_WHAT IS NEEDED:_ Reproduce the lines starting at the line that contains "</instance>" and running through the final line, substituting "foreground clicks" for every occurrence of "positive clicks" and leaving everything else unaltered.

_DATA EXTRACT:_
--------------------
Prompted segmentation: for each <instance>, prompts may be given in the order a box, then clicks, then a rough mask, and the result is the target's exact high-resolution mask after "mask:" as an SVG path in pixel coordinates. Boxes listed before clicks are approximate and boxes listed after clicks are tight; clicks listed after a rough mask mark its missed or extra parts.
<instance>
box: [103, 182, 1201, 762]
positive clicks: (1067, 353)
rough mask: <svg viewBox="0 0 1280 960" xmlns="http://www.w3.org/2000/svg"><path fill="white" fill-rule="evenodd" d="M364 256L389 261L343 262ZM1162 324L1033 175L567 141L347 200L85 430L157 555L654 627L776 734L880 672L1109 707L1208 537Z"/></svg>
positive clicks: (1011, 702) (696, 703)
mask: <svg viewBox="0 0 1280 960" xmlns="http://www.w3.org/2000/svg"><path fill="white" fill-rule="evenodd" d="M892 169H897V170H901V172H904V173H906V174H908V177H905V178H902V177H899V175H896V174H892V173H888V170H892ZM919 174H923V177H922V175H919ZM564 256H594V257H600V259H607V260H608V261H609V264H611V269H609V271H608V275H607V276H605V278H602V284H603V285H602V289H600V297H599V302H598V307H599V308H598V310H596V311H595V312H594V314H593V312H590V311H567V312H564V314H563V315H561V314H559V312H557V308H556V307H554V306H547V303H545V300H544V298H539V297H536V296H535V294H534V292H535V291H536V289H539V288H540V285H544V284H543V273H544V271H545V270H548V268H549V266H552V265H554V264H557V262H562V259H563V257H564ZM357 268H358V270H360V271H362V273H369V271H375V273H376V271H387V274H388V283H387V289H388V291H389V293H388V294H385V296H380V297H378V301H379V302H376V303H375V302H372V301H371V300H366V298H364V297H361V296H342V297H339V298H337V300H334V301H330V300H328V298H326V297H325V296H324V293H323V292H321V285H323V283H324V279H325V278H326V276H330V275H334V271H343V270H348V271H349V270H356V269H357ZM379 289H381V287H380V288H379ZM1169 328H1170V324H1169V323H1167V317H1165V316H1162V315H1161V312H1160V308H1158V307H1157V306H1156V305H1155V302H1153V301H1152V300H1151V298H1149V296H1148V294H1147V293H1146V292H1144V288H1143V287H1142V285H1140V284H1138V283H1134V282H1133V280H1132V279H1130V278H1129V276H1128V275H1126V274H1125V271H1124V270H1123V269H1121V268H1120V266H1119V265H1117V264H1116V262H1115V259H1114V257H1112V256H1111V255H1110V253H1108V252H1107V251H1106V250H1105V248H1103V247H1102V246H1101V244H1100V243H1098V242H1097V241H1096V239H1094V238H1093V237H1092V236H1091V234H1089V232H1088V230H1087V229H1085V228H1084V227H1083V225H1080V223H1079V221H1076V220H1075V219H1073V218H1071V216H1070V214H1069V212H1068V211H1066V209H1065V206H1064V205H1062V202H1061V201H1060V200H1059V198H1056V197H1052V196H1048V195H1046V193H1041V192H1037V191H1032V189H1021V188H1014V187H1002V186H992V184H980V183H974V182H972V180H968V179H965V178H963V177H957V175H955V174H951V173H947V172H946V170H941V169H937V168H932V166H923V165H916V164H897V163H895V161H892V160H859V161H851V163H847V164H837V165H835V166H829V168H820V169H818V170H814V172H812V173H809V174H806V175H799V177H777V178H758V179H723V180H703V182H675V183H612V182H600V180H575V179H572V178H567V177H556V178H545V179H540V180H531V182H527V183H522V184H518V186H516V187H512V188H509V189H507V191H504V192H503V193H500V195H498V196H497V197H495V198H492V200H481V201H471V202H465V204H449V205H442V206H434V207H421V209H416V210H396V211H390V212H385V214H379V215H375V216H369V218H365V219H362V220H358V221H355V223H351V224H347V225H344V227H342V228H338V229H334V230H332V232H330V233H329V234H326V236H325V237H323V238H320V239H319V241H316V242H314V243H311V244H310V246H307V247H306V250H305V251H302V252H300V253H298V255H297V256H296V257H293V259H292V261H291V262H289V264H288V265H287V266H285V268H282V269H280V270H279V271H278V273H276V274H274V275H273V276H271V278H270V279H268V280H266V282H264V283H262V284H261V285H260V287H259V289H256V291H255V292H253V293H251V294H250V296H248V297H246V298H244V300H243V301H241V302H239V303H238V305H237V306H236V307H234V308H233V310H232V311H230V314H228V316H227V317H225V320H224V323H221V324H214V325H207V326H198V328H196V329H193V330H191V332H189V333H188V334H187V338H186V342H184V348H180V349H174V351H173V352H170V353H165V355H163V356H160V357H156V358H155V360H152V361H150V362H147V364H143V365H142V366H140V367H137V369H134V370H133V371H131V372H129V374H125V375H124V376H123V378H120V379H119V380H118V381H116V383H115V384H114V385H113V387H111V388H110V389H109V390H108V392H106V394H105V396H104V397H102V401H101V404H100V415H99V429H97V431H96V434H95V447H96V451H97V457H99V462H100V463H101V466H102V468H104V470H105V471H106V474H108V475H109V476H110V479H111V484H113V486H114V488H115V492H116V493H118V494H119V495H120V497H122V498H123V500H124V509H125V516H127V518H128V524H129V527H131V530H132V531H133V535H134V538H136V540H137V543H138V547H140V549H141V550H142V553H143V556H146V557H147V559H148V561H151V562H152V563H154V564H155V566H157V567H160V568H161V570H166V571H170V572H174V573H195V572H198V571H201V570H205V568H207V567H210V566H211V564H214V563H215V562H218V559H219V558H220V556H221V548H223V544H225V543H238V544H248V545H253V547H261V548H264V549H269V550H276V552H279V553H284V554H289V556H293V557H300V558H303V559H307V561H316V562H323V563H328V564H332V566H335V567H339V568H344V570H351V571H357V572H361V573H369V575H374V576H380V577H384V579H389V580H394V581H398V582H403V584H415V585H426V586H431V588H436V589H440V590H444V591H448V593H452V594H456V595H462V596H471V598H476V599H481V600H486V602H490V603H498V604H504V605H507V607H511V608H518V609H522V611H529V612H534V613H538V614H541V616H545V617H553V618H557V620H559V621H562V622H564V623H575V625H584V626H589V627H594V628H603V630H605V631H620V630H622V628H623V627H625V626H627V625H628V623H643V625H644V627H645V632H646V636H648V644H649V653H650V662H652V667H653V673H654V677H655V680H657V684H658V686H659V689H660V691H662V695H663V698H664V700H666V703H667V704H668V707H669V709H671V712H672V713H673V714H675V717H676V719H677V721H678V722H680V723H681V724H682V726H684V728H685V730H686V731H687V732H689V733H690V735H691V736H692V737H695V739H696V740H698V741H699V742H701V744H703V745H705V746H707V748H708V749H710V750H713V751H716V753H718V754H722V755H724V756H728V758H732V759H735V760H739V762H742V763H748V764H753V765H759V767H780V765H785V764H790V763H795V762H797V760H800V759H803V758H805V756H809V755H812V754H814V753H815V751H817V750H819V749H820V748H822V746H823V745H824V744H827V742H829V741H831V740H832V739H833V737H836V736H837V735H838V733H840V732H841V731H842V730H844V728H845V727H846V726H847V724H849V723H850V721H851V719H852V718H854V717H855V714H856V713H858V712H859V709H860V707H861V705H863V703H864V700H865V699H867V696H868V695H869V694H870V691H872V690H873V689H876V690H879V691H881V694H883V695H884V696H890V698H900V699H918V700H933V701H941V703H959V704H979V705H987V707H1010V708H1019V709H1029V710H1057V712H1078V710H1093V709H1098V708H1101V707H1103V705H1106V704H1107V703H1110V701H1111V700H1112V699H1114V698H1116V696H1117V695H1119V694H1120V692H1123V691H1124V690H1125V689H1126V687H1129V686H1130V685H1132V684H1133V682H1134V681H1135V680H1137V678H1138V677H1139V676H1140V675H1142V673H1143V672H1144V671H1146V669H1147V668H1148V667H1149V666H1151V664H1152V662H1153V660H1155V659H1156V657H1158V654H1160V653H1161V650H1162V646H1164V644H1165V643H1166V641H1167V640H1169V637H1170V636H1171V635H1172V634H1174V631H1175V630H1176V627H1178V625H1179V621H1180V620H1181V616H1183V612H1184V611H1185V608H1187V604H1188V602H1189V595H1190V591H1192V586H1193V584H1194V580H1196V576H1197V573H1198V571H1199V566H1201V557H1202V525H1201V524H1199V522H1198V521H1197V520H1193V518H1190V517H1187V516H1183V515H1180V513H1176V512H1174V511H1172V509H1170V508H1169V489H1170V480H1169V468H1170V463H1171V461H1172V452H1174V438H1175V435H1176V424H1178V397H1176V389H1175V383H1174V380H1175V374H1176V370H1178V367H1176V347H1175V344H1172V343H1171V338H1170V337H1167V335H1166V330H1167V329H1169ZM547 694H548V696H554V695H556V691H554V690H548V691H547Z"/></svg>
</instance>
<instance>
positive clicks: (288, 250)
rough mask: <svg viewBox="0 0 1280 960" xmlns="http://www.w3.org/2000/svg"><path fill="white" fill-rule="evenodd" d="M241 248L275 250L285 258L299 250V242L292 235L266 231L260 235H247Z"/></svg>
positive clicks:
--------------------
_EXPECTED ANSWER:_
</instance>
<instance>
foreground clicks: (288, 250)
rough mask: <svg viewBox="0 0 1280 960" xmlns="http://www.w3.org/2000/svg"><path fill="white" fill-rule="evenodd" d="M241 248L275 250L285 258L299 250V242L292 235L266 231L260 235H247Z"/></svg>
foreground clicks:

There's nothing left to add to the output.